WHAT YOU ARE ASKED TO DO:
Rewrite all the records below, including every request, and shift each x and y coordinate in the answer points up by 52, leaving the sample points in the requests as they are. Omit the pictures from your answer.

[Records from a point-labeling set]
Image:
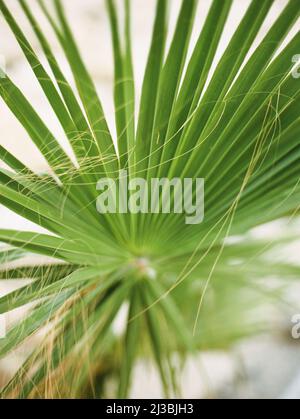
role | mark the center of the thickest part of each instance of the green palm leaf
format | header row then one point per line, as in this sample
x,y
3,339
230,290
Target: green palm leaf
x,y
239,130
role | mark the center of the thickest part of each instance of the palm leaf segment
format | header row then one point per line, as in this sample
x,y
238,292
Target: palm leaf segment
x,y
239,130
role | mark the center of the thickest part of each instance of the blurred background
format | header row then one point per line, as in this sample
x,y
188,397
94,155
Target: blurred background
x,y
264,366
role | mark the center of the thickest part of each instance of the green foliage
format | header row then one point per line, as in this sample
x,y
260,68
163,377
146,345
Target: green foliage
x,y
239,130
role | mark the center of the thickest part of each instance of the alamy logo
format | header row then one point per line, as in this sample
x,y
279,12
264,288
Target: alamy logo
x,y
296,328
296,68
137,195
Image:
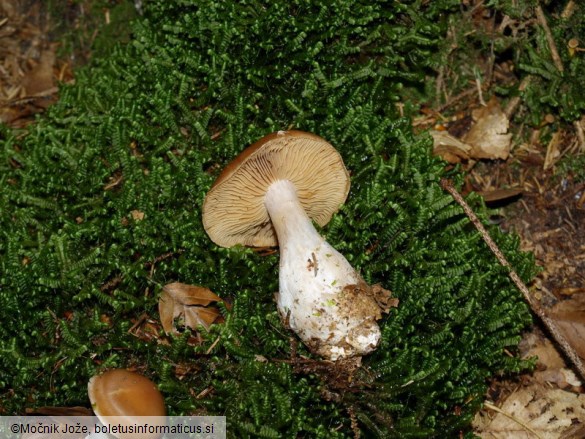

SOLUTION FOR THIS EXERCISE:
Image:
role | mark the center of the thickest part of each instance of the green palm leaf
format | header row then one point per line, as in this sample
x,y
3,339
230,290
Target: green palm leaf
x,y
291,182
role | mark the center of the thickest part of each instance of the palm leaf segment
format | header row then one point per line, as in this sample
x,y
238,292
Target: palm leaf segment
x,y
291,182
role | mark the center of the thickest part of each instance of the blurred background
format | header row then one point per line, as in this sample
x,y
188,397
94,155
Target: blurred background
x,y
316,418
role | mark the center of the thickest part of each instance of the green foliage
format | header row then one point per line, as in this sample
x,y
260,68
163,377
146,345
Target: green foliage
x,y
291,182
role | mark the center of the thickest part of each instance of the alamy logo
format | header row then one point per line, as in this sample
x,y
279,12
264,288
Target: alamy logo
x,y
348,380
348,120
189,247
Image:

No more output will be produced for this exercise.